─── Document extract ───

GAZETTE: We find you in the Arthur M. Sackler building, home to the History of Art and Architecture Department. Today it’s the site of your office, but you had your first class as an undergraduate here. Does this feel like a coming full circle?
LEWIS: So much has changed, but in some sense it does feel like a return. In fact, as I was designing my first lecture for “Vision & Justice,” I was identifying a work to discuss that seemed overly familiar, personal somehow. I poked around my files and found that I had written one of my response papers on the same work, by [African-American painter] Jacob Lawrence in the Harvard Art Museums, that I was planning to teach from. I read my argument about the work and realized that even at the age of 19, I was thinking about the role of art, vision, and citizenship, topics I’m teaching about nearly 20 years later.
GAZETTE: Your course had to move rooms and format — from a seminar to a lecture course — because of anticipated demand. Are there benefits to being in the big museum space?
LEWIS: I love that the siting of the class in the Harvard Art Museums connects it to the third-floor teaching gallery, where students will access the “Vision & Justice” exhibit. The museums’ lecture halls are a great forum to turn a class of a diverse group of students, who come from a range of concentrations as well as the Graduate School of Design and Nieman Foundation fellowship program, into what feels like a cohesive seminar. In the first class, we had a discussion about how Frederick Douglass spoke about the phenomenology of photographs in a speech given during the Civil War. It led to a dialogue on photography and race, memory and war, and the legacy it leaves us with today.
We finished the first class with a portion of President John F. Kennedy’s 1963 eulogy for Robert Frost, which underscored a central point — that the arts are one of the main ways to access self-comprehension. When it ended, it was 12 p.m. on the dot and students just sat there, processing it.
[Lewis finds the audio on her computer and replays a clip from the eulogy.]
If sometimes our great artists have been the most critical of our society, it is because their sensitivity and their concern for justice, which must motivate any true artist, makes him aware that our nation falls short of its highest potential. I see little of more importance to the future of our country and our civilization than full recognition of the place of the artist.
GAZETTE: In what ways are you taking the art out of the classroom, or bringing the outside world in?

─── Entries shown ───

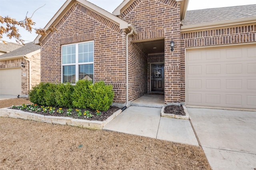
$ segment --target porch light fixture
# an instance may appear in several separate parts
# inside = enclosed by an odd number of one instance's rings
[[[20,65],[21,65],[22,67],[25,68],[25,65],[24,65],[24,63],[23,63],[23,62],[21,62],[21,63],[20,63]]]
[[[174,48],[173,48],[173,47],[174,47],[174,42],[172,41],[172,41],[171,41],[171,42],[170,43],[171,44],[171,51],[173,51],[174,50]]]

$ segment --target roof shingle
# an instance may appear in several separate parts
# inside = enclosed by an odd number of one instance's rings
[[[35,44],[33,42],[26,43],[25,44],[25,45],[20,47],[18,49],[0,55],[0,58],[25,55],[39,49],[40,48],[40,45]]]
[[[183,26],[228,21],[256,16],[256,4],[187,11]]]
[[[18,44],[12,42],[6,43],[0,43],[0,51],[4,52],[12,51],[23,46],[23,45]]]

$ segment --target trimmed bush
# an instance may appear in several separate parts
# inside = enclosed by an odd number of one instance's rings
[[[70,83],[40,83],[33,87],[28,95],[30,101],[38,105],[106,111],[113,102],[112,89],[112,85],[106,85],[103,81],[93,84],[81,80],[75,86]]]
[[[74,86],[69,83],[58,84],[55,96],[57,105],[60,107],[72,107],[72,93],[73,91]]]
[[[112,104],[114,91],[112,85],[106,85],[103,81],[89,85],[90,94],[89,97],[89,106],[91,109],[106,111]]]
[[[38,105],[45,105],[44,96],[49,85],[48,83],[40,83],[33,87],[28,93],[30,101]]]
[[[88,87],[92,84],[92,81],[88,80],[80,80],[76,82],[72,95],[73,105],[74,107],[80,109],[89,107],[88,97],[90,93]]]
[[[57,105],[55,100],[56,92],[57,85],[54,83],[49,83],[45,89],[44,101],[46,106],[56,106]]]

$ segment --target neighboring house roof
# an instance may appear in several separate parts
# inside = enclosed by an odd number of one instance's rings
[[[19,48],[22,46],[23,45],[12,42],[7,43],[5,44],[0,43],[0,51],[8,53]]]
[[[25,44],[25,45],[20,47],[15,50],[0,55],[0,59],[10,57],[22,56],[40,49],[40,45],[35,44],[33,42],[26,43]]]
[[[112,14],[86,0],[67,0],[47,24],[44,27],[44,29],[47,30],[52,26],[56,25],[76,2],[80,3],[92,11],[117,24],[120,26],[120,29],[128,29],[129,30],[134,30],[133,34],[134,35],[137,34],[137,31],[131,24],[126,22]],[[45,36],[38,35],[35,39],[34,43],[36,44],[40,44],[49,33],[50,32],[48,31],[47,35]]]
[[[113,12],[113,14],[118,16],[126,10],[135,0],[124,0]],[[183,20],[186,16],[189,0],[175,0],[180,5],[180,19]]]
[[[181,22],[182,29],[200,26],[230,25],[238,22],[242,24],[256,20],[256,4],[194,10],[187,12],[185,20]]]

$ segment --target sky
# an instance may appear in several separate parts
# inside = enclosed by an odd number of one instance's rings
[[[88,1],[112,13],[123,0]],[[32,16],[32,19],[36,23],[34,27],[44,28],[65,2],[66,0],[0,0],[0,16],[9,16],[20,21],[23,20],[26,15],[31,17],[38,9]],[[188,10],[256,4],[255,0],[189,0]],[[0,26],[1,25],[0,23]],[[37,36],[34,32],[31,34],[22,28],[19,30],[25,43],[33,42]],[[15,39],[10,40],[5,36],[3,40],[7,42],[16,42]]]

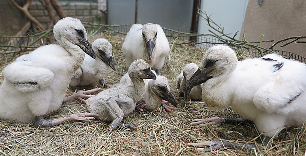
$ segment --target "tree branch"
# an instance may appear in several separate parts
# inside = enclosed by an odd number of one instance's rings
[[[274,44],[272,44],[272,46],[269,48],[269,49],[273,49],[273,48],[277,44],[282,42],[282,43],[284,43],[285,41],[287,41],[290,39],[293,39],[293,40],[287,42],[286,43],[281,45],[280,47],[285,47],[289,44],[292,43],[295,41],[295,43],[305,43],[305,41],[298,41],[299,39],[305,39],[306,38],[306,36],[291,36],[291,37],[287,37],[284,39],[283,39],[282,40],[280,40],[276,42],[275,42]]]
[[[41,25],[41,24],[37,19],[36,19],[35,17],[33,17],[31,15],[31,14],[30,14],[30,12],[29,12],[29,7],[30,7],[31,3],[32,3],[33,0],[28,0],[28,1],[27,1],[26,3],[25,3],[25,4],[24,4],[23,7],[21,7],[20,6],[18,5],[17,3],[16,3],[15,0],[11,0],[13,3],[17,8],[21,10],[23,12],[23,13],[24,13],[24,15],[27,17],[28,17],[28,18],[29,18],[29,19],[30,19],[30,20],[36,24],[42,31],[45,31],[46,29],[45,29],[45,28],[43,27],[42,25]]]

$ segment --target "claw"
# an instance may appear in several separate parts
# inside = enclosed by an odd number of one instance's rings
[[[175,109],[175,108],[168,106],[167,105],[167,104],[164,103],[162,103],[161,105],[162,106],[162,109],[163,109],[163,111],[164,111],[164,113],[166,113],[166,112],[171,113],[172,112],[172,110]]]

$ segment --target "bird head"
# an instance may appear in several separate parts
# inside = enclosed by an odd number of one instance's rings
[[[185,91],[185,98],[187,98],[194,86],[205,83],[212,78],[214,80],[211,81],[213,83],[212,85],[223,81],[235,69],[237,62],[235,52],[228,46],[218,45],[209,49],[203,56],[199,69],[185,84],[183,89]]]
[[[156,76],[151,70],[150,65],[143,59],[137,59],[129,68],[130,77],[136,77],[142,79],[153,79]]]
[[[54,25],[53,34],[55,39],[63,47],[66,47],[70,42],[96,58],[95,52],[87,40],[86,31],[79,19],[66,17],[59,20]]]
[[[114,70],[116,70],[115,63],[113,62],[112,55],[112,45],[106,39],[98,38],[93,43],[93,48],[97,57],[110,66]]]
[[[157,76],[156,80],[148,82],[148,87],[153,94],[177,106],[177,103],[171,94],[168,81],[165,77]]]
[[[143,25],[141,32],[142,38],[145,45],[146,54],[149,60],[151,60],[152,53],[156,44],[157,29],[155,24],[149,23]]]

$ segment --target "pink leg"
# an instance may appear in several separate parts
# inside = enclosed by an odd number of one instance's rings
[[[219,126],[224,121],[224,119],[218,117],[213,117],[212,118],[194,119],[192,122],[190,124],[191,125],[197,125],[198,126],[205,126],[209,125]]]
[[[170,105],[171,105],[171,104],[170,104]],[[165,103],[161,103],[161,105],[162,105],[162,109],[163,110],[163,111],[164,112],[164,113],[166,113],[166,112],[172,112],[172,110],[174,110],[175,109],[175,108],[171,107],[170,106],[168,106],[167,105],[167,104],[166,104]]]
[[[94,96],[95,95],[91,95],[91,93],[100,90],[100,89],[101,89],[101,88],[99,88],[88,90],[85,90],[85,89],[78,90],[77,92],[75,92],[73,95],[65,97],[63,103],[67,103],[74,99],[78,99],[81,101],[85,102],[86,100],[83,98],[88,98]]]
[[[87,112],[73,114],[66,117],[51,120],[45,120],[42,116],[38,116],[36,118],[34,126],[36,127],[48,128],[67,121],[94,120],[98,116],[97,114]]]

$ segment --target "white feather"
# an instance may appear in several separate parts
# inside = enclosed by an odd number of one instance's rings
[[[203,84],[202,99],[212,109],[230,106],[254,122],[260,132],[271,137],[285,126],[306,120],[306,66],[304,63],[269,54],[238,62],[235,52],[225,46],[213,46],[204,54],[199,69],[212,70],[212,78]],[[212,67],[205,68],[210,60]],[[275,70],[275,65],[283,62]]]
[[[66,17],[54,27],[59,45],[40,47],[23,55],[3,70],[0,88],[0,118],[21,123],[49,114],[62,104],[71,74],[80,66],[85,53],[76,44],[77,32],[86,33],[81,22]]]
[[[154,38],[157,33],[157,38]],[[143,37],[143,34],[146,38]],[[152,52],[152,58],[146,49],[146,42],[151,39],[156,45]],[[146,61],[151,67],[160,69],[164,65],[165,56],[170,51],[169,43],[162,28],[158,24],[147,23],[143,25],[134,24],[127,34],[122,45],[122,52],[125,55],[127,66],[137,59]]]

───

Complete the following:
1) Print the part of the art course interview that opens with the words containing "LEWIS: So much" and closes with "20 years later.".
2) Carry on the art course interview from the point where it stops.
The items were taken from a different source than the art course interview.

Results for each task:
1)
LEWIS: So much has changed, but in some sense it does feel like a return. In fact, as I was designing my first lecture for “Vision & Justice,” I was identifying a work to discuss that seemed overly familiar, personal somehow. I poked around my files and found that I had written one of my response papers on the same work, by [African-American painter] Jacob Lawrence in the Harvard Art Museums, that I was planning to teach from. I read my argument about the work and realized that even at the age of 19, I was thinking about the role of art, vision, and citizenship, topics I’m teaching about nearly 20 years later.

2)
LEWIS: We’re doing both. In lectures and sections, we will engage with works from the gallery exhibition, from Henry Louis Stephens’ abolitionist playing cards to the very contemporary Kara Walker black cut-paper silhouette. For the midterm, students select an image or object that they find synoptic of racial injustice or social unrest, tied to a Supreme Court case. Aperture magazine is going to publish five of them online. The course also has guest lectures from LaToya Ruby Frazier and Michael Murphy (GSD ’07) as well as two photo editors from The New York Times.
GAZETTE: Aperture’s summer issue was the inaugural form of “Vision & Justice.” It sold out in seven weeks, and is now on its second printing. Could you have predicted it would have resonated so widely?
LEWIS: No one could have predicted that. Nor could I have predicted that New York University’s Tisch School of the Arts would make it required reading for all incoming freshman for this academic year. Could the issue become kind of a civic curriculum? I knew it had the potential for impact, but I didn’t fully understand what kind of appetite was out there.
GAZETTE: After winning first prize from the NAACP’s Afro-Academic, Cultural, Technological and Scientific Olympics at age 14, you lost the same award two years later. How did you recover, and how do you teach failure to your students now?
LEWIS: I was a kid; I was pretty devastated by it. The fluke of winning the first time made me feel somehow reduced. The first time I won, Rosa Parks was on stage. Cornel West was also on stage being honored. And when I say on stage, I should emphasize that the Olympiads were held at a football stadium. The prize was a computer and cash, which, as a teenager, was incredible.
Then I lost. I realized there were extraordinary insights I could gain from the experience that couldn’t have come any other way. I wrote my entrance essay to Harvard about that idea, and, eventually, my book, “The Rise.” I have built into my course a “gift of failure” policy. For the two midterms, the lower of two scores can be thrown out to encourage risk-taking. I want students to have a safe haven to take healthy risks. You can’t be imaginative without the freedom to fail.
GAZETTE: You experienced immense loss right after graduating when, in a span of less than two years, seven friends died in unrelated accidents. Can you talk about that time in your life, and how you came out the other side?
LEWIS: I had a period of compound grief, and it really did bring me to my knees. They were all younger than 23, and I was really brought low by it all.
One was one of my closest friends when I was a student here. We shared a birthday, and she was the person I would call just to talk about anything. She saw where my life was going — toward a career in the arts, which felt like an unpopular decision so I valued her support all the more. She was my biggest champion. I feel her loss all the time.
I went with a friend to Jamaica to get away, and I took a picture on a beach of my hand grasping for the horizon. The photo is askew, which is emblematic of where I was — seven friends dying in a row over the course of a year and a half. I keep it on my nightstand because that moment became a demarcation of a second chapter in my life. Losing so many friends made me want to live in a contributory way. It made me want to become my fullest self to do as much as I can for the common good with as much time as I’m given here.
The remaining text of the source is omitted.